読書感想文 -
● ● ● ●
2021年03月13日 20時06分46秒 | 読書感想文
「港町の玉手箱」(七迦 寧巴, 2020/12, Kindle版)
https://www.amazon.co.jp/gp/product/B08R9PTG3W/ref%3Dppx_yo_dt_b_d_asin_image_o00?ie=UTF8&psc=1

読了しました。
3時間半ほどで読める現代小説です。
本を読むことが好きな女性主人公が、その成長とともに新しい世界の扉を開けてゆく、そんな成長と、そして恋愛の物語です。
それが、主人公の経験する少し不思議な出来事とともに語られてゆきます。
その不思議な出来事、物語の味付けとして語られているのかなと思いきや……

主人公は、その成長の節目節目に目の前に提示される新しい世界への扉に、わりと大胆に挑戦して自分の世界を広げてゆきます。
● ● ● ●
課題一覧 -
• a. 読書感想文で取り上げられている本について、冒頭で書名とともに記されている情報を、書名も含めてすべて挙げてください。
• b. 次の記述が読書感想文の内容と一致するかどうか、それぞれ「はい」か「いいえ」で答え、根拠となる箇所を原文のまま引用してください。(i) 本は3時間半ほどで読める。(ii) 主人公は男性である。(iii) 主人公は新しい世界への扉を前にすると挑戦を避ける。
• c. 『港町の玉手箱』の読書感想文の最後の文に続けて、その先を書き進めてください。
データ行は参照する必要がありません。

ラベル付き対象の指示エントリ
● ● ● ●
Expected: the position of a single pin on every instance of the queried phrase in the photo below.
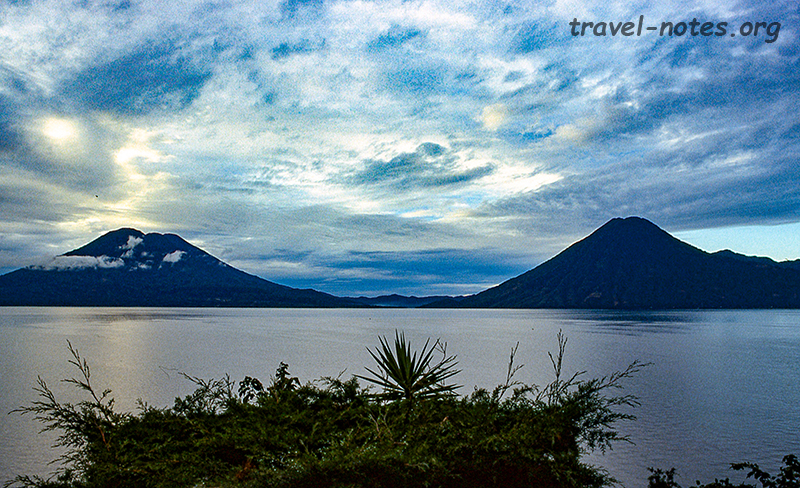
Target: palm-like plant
(404, 374)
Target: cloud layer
(374, 146)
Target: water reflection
(633, 323)
(726, 383)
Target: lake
(724, 386)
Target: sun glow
(59, 130)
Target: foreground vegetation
(415, 431)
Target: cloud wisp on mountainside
(356, 147)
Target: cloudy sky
(420, 147)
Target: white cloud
(174, 257)
(71, 263)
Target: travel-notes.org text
(769, 31)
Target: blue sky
(367, 147)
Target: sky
(419, 147)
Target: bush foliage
(336, 433)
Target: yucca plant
(404, 374)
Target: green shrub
(335, 433)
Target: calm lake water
(724, 386)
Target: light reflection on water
(724, 386)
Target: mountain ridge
(627, 263)
(127, 267)
(631, 263)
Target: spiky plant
(404, 374)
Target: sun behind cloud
(59, 130)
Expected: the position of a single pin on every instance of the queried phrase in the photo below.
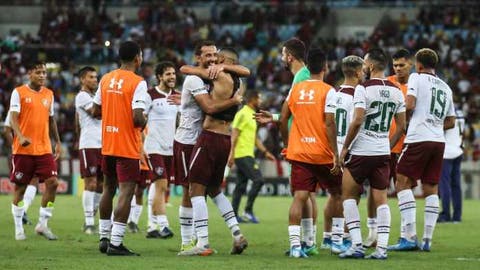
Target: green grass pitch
(455, 246)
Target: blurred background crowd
(78, 33)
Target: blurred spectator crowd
(75, 35)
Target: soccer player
(207, 165)
(293, 57)
(402, 65)
(90, 146)
(450, 184)
(31, 189)
(311, 144)
(162, 120)
(353, 74)
(244, 140)
(120, 100)
(195, 100)
(431, 111)
(32, 120)
(366, 151)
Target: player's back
(433, 104)
(343, 112)
(308, 142)
(119, 135)
(162, 118)
(90, 127)
(35, 109)
(191, 117)
(381, 100)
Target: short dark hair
(296, 48)
(162, 66)
(427, 57)
(316, 61)
(402, 53)
(83, 71)
(379, 58)
(351, 64)
(252, 94)
(202, 43)
(34, 64)
(128, 51)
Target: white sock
(105, 228)
(431, 214)
(137, 212)
(45, 214)
(384, 220)
(338, 228)
(294, 235)
(226, 211)
(28, 197)
(96, 201)
(352, 219)
(307, 230)
(152, 222)
(185, 215)
(372, 228)
(118, 231)
(17, 212)
(408, 212)
(162, 221)
(200, 219)
(88, 204)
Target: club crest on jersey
(45, 102)
(18, 175)
(159, 170)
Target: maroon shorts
(305, 177)
(145, 178)
(25, 167)
(393, 166)
(209, 158)
(124, 169)
(162, 166)
(422, 160)
(374, 168)
(90, 162)
(181, 162)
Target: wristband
(275, 117)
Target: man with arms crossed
(32, 120)
(430, 111)
(366, 151)
(311, 144)
(90, 146)
(120, 100)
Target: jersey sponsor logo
(308, 140)
(310, 94)
(159, 170)
(111, 129)
(45, 102)
(18, 175)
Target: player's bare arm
(285, 115)
(400, 121)
(358, 119)
(24, 141)
(332, 141)
(261, 147)
(449, 122)
(139, 118)
(54, 133)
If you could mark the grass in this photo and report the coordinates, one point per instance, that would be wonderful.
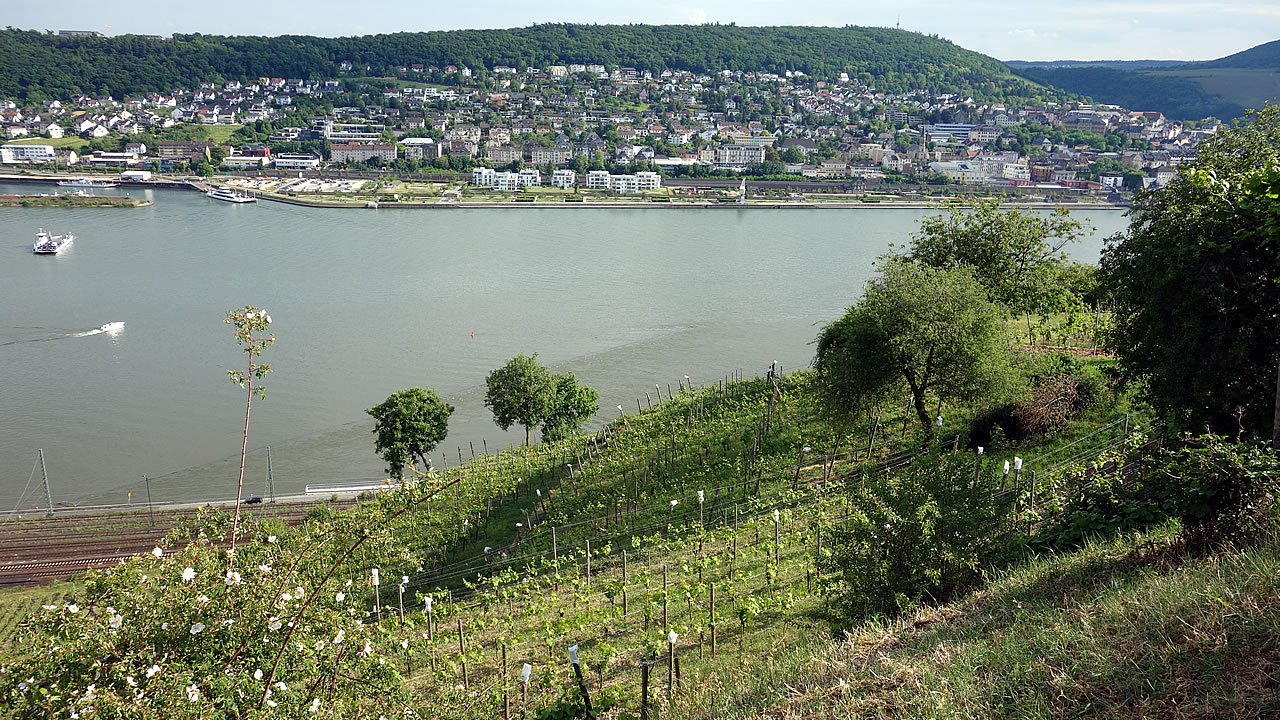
(68, 142)
(1129, 628)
● ● ● ●
解答一覧 -
• a. 書名「港町の玉手箱」、著者名 七迦 寧巴、刊行年月 2020/12、形式 Kindle版

• b.
(i) はい:「3時間半ほどで読める現代小説です。」
(ii) いいえ:「本を読むことが好きな女性主人公が」
(iii) いいえ:「わりと大胆に挑戦して自分の世界を広げてゆきます。」

• c.
それにともなって、新たな出会いと、そして別れを経験します。
このあたりの物語展開は、好みが分かれるかもしれません。

物語の最後には、もっとも大きな別れが主人公を待っています。
それは、文字通りの別れではなく、現世に帰った浦島太郎が、持ち帰った玉手箱を開けることで現実に引き戻されるような、そんな”別れ”です。
それも唐突なものではなく、物語の中に丁寧に織り込まれた出来事が、物語のラストで一気に収れんするような展開なのです。
なるほど、だからこのタイトルなのかと、わたしは一人で納得してしまいました。
さて、あなたが読んだら、そこにどんな感想を抱くでしょうか?
それは読んでのお楽しみです。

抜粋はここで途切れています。